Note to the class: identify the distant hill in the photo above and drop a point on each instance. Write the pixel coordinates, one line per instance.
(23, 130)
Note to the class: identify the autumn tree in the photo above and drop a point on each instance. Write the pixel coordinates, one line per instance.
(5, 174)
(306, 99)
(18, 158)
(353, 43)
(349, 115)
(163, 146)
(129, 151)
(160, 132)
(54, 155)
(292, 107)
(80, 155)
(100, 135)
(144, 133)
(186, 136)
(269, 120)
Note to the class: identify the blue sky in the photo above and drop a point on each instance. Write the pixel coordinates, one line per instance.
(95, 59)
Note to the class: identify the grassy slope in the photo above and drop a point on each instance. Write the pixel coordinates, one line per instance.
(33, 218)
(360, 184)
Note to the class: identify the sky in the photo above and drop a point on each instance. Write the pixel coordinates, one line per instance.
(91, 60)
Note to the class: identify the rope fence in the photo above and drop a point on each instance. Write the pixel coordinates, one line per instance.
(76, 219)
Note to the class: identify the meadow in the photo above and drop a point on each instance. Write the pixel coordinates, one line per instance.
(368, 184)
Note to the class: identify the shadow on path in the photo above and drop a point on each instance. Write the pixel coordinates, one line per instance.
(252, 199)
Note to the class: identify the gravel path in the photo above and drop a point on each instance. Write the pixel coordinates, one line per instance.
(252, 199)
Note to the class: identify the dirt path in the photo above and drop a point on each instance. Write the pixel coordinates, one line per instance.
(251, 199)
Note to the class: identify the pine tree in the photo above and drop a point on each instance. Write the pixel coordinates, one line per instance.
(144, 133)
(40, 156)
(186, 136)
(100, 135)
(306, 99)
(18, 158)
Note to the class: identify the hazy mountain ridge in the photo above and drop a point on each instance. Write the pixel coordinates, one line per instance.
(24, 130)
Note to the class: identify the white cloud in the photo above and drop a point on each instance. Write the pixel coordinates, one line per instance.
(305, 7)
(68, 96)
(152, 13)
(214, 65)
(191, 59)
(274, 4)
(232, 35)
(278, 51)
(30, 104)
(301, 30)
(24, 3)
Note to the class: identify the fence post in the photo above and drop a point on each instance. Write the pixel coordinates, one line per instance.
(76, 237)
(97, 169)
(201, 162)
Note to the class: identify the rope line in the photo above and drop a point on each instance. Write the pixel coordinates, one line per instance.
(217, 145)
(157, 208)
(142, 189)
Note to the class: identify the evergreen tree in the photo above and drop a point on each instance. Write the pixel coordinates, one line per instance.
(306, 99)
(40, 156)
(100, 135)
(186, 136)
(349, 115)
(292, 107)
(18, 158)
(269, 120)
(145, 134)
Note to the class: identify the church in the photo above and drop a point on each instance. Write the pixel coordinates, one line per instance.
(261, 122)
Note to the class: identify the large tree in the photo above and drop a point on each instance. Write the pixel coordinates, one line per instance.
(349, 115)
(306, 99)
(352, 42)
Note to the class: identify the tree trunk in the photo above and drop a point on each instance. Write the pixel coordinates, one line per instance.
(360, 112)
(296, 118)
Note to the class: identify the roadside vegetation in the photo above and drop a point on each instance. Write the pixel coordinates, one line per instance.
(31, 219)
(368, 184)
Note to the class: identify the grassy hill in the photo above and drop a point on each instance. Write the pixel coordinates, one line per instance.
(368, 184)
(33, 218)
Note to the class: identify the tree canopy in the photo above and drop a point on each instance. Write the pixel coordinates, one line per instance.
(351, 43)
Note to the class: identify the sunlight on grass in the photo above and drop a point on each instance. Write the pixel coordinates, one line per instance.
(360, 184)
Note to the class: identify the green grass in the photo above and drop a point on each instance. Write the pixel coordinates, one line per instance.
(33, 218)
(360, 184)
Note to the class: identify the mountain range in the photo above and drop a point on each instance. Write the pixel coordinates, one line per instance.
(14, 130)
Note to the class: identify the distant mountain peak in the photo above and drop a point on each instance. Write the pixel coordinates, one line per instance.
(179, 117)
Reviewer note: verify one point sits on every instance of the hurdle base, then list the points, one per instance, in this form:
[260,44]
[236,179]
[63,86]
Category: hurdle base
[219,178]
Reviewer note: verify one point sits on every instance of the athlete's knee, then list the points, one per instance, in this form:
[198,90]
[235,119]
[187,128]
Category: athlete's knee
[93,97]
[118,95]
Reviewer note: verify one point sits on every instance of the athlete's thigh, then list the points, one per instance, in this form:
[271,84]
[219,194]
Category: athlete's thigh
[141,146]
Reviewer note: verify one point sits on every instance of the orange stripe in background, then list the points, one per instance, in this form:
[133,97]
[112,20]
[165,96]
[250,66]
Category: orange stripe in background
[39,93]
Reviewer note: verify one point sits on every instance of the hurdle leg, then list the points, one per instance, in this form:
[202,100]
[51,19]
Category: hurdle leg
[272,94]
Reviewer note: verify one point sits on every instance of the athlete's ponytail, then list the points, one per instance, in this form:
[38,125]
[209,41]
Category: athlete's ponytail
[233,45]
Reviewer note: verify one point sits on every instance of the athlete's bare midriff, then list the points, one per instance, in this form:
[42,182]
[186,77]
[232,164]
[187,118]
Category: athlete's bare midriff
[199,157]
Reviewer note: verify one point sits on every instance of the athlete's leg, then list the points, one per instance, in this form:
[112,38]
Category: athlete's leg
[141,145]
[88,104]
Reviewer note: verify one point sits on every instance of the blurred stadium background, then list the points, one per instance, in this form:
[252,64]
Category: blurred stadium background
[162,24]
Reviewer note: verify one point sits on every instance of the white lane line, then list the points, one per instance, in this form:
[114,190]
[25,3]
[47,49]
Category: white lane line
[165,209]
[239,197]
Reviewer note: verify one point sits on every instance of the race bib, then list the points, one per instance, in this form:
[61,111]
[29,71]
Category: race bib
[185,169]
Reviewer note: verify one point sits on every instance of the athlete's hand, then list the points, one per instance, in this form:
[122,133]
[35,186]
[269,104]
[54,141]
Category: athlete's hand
================
> Activity: Print out every record again, exactly and in full.

> Expected answer:
Note to the class: identify the distant hill in the photo above and drop a point on each instance. Write the pixel coordinates, one line per instance.
(23, 130)
Note to the class: identify the autumn tree in the photo above and drop a point on each instance. Write the pixel coordinates, one line per instance.
(5, 174)
(306, 99)
(18, 158)
(353, 43)
(349, 115)
(163, 146)
(129, 151)
(160, 132)
(54, 155)
(292, 107)
(80, 155)
(100, 135)
(144, 133)
(186, 136)
(269, 120)
Note to the class: identify the blue sky in the photo above and drop a point on each instance. Write the pixel coordinates, one line per instance.
(95, 59)
Note to the class: identify the grassy slope in the photo above and drop a point on each instance. Write the pixel coordinates, one line per instance.
(33, 218)
(360, 184)
Note to the class: identify the sky in the photo above and drop a point on each instance. Write the pixel coordinates, one line per instance.
(91, 60)
Note to the class: identify the rope fence in the photo above and drop a point on each instance. Write the pixel coordinates, one line per instance.
(76, 219)
Note to the class: identify the meadow in the photo above and drop a point on each instance. Write the pixel coordinates, one line per instance.
(368, 184)
Note to the class: identify the shadow on path in the photo above and drop a point on each instance. Write the pixel coordinates, one line per instance.
(252, 199)
Note to the class: identify the gravel path in the photo above and drop a point on each instance. Write the pixel coordinates, one line per instance.
(252, 199)
Note to the class: identify the dirt path in the photo above and drop a point on each instance. Write the pixel coordinates, one line per instance.
(251, 199)
Note to the class: identify the pine tree in the photo above and drop a point on each instance. Write the pixel coordinates, one line per instance.
(144, 133)
(40, 156)
(186, 136)
(100, 135)
(306, 99)
(18, 158)
Note to the class: identify the hazy mountain ridge in the photo above and drop a point on each instance. Write the pixel coordinates, one line per instance.
(24, 130)
Note to the class: identify the white cloud in the photo above and drop a point on each instance. Write the pixel coordinates, one line per instance.
(305, 7)
(68, 96)
(152, 13)
(214, 65)
(191, 59)
(274, 4)
(232, 35)
(278, 51)
(30, 104)
(301, 30)
(24, 3)
Note to the class: identify the fence post in the photo above and drop a point on each instance. Write the pixel coordinates, one line per instance.
(76, 237)
(97, 169)
(201, 162)
Note to the class: identify the rope line in the photo above and drop a point on each instance. Write the pixel coordinates, one line per instance.
(217, 145)
(157, 208)
(142, 189)
Note to the class: identify the evergreen tree in the photo above and drop a point on each instance. Write the pixel coordinates, one line per instance.
(306, 99)
(40, 156)
(100, 135)
(186, 136)
(349, 115)
(292, 107)
(18, 158)
(269, 120)
(145, 134)
Note to the class: identify the church in the photo above and drop a point on each instance. Write the pixel coordinates, one line per instance.
(261, 122)
Note to the class: identify the large tree in the photo above and drop a point on each instance. Write the pixel coordinates, one line per instance.
(349, 115)
(306, 99)
(352, 42)
Note to the class: identify the tree trunk in the photo above and drop a point on each instance. Write the pixel coordinates, one line per instance.
(360, 112)
(296, 118)
Note to the class: identify the roadside vegetation in the photo above and drop a point on each instance. Write the pixel coordinates, one line per instance.
(31, 219)
(368, 184)
Note to the class: identify the grassy hill in the photo above and drop a point on each instance. Write the pixel coordinates, one line per instance.
(368, 184)
(33, 218)
Note to the class: identify the tree canopy in the photo above and drop a point on each instance. Write the pixel coordinates, one line per instance.
(351, 43)
Note to the class: identify the sunlight on grass in the photo above and drop a point on each instance. Write the pixel coordinates, one line per instance.
(360, 184)
Note to the class: identify the green grass in the photo above and drop a point on each instance. Write the pixel coordinates, one line per instance.
(33, 218)
(360, 184)
Note to the class: identify the mountain range in the photo above and drop a point on each instance. Write the pixel coordinates, one line per instance.
(14, 130)
Note to the class: identify the distant mountain peak in the photo above and drop a point on each instance. Write the pixel coordinates, one line per instance.
(179, 117)
Reviewer note: verify one point sits on every instance of the hurdle base, then list the points, one per instance, in this form:
[260,44]
[236,179]
[63,86]
Category: hurdle base
[219,178]
Reviewer note: verify one point sits on every instance of the athlete's knee, then list the points, one per instance, in this form:
[198,90]
[235,119]
[187,128]
Category: athlete's knee
[93,97]
[118,95]
Reviewer note: verify one point sits on every instance of the athlete's thigh, then list the points, one per instance, in this form:
[271,84]
[219,194]
Category: athlete's thigh
[141,146]
Reviewer note: verify one point sits on every instance of the orange stripe in background, then list the points, one per instance, in this form:
[133,97]
[112,20]
[165,96]
[250,66]
Category: orange stripe in background
[39,93]
Reviewer note: verify one point sits on every instance of the hurdle leg, then list the points, one per instance, in this form:
[202,100]
[51,19]
Category: hurdle leg
[272,94]
Reviewer note: verify one point sits on every instance of the athlete's ponytail, then list the points, one per instance, in this form:
[38,125]
[209,41]
Category: athlete's ponytail
[233,45]
Reviewer note: verify one point sits on every instance of the athlete's bare midriff, then list the points, one per instance, in this form:
[42,182]
[186,77]
[232,164]
[187,118]
Category: athlete's bare midriff
[199,157]
Reviewer note: verify one point sits on every instance of the athlete's leg, then list the points, one per instance, in this form:
[112,38]
Category: athlete's leg
[141,145]
[88,104]
Reviewer note: verify one point sits on every instance of the blurred stadium background, then list the points, one per instance, in this form:
[252,64]
Category: blurred stadium background
[162,24]
Reviewer note: verify one point sits on every instance of the white lane line, then list the points, one per instance, in this form:
[114,190]
[25,3]
[47,49]
Category: white lane line
[165,209]
[239,197]
Reviewer note: verify one point sits on every instance of the race bib, then list the points, one per instance, in this form:
[61,111]
[29,71]
Category: race bib
[185,169]
Reviewer note: verify one point sits on every instance of the athlete's hand, then list the points, one per instance, in this form:
[122,133]
[35,186]
[269,104]
[54,141]
Category: athlete's hand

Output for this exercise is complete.